* [GOAL] Can you rewrite the stretch of the listing from the line containing "suit. Return only the coordinates." through its end, putting "tan jacket" in place of "beige blazer" and leaving everything else unchanged?

* [INPUT ROWS]
════════

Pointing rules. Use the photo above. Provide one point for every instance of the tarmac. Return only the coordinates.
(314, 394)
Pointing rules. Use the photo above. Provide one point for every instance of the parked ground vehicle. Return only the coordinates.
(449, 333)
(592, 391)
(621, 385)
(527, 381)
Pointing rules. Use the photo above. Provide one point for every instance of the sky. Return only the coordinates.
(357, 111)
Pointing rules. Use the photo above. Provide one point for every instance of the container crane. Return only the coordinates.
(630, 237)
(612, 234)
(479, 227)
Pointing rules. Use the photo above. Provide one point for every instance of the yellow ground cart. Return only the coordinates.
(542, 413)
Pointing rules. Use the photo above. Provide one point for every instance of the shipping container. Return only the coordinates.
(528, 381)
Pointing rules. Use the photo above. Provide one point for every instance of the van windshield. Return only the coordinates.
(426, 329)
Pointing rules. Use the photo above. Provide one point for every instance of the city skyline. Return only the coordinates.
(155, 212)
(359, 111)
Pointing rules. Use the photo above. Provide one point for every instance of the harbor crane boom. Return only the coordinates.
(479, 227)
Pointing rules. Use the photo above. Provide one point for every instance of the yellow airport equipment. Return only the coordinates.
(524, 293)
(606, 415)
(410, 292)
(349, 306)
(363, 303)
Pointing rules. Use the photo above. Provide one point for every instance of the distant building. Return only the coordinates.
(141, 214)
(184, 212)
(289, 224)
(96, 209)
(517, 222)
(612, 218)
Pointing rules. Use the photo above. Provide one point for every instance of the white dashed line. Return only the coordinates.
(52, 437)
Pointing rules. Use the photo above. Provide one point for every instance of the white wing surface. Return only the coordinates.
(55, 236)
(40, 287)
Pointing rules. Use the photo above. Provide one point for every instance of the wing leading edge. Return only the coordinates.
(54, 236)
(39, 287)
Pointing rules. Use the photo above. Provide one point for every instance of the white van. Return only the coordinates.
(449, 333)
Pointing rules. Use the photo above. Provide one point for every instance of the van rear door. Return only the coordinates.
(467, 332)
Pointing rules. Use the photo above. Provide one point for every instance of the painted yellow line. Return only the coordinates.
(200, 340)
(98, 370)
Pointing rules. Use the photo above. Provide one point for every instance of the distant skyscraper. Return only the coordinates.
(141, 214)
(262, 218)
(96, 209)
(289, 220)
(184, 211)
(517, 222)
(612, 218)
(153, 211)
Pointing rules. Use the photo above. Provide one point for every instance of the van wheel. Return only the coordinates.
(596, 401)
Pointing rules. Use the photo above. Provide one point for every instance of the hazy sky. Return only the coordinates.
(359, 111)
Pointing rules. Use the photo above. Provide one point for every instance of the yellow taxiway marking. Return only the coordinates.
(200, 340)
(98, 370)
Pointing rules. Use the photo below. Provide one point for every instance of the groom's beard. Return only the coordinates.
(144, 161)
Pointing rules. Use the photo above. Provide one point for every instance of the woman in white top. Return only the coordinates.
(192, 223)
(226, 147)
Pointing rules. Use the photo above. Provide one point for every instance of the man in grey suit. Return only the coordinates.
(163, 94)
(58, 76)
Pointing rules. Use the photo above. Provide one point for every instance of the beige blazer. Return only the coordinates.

════════

* [SOLUTION BELOW]
Pointing rules. Use the photo above. Provide one point for every instance of the man in grey suit. Return only the coordinates.
(163, 94)
(58, 76)
Pointing rules. Use the photo above. Provide one point for every instance of the tan jacket. Return only the coordinates.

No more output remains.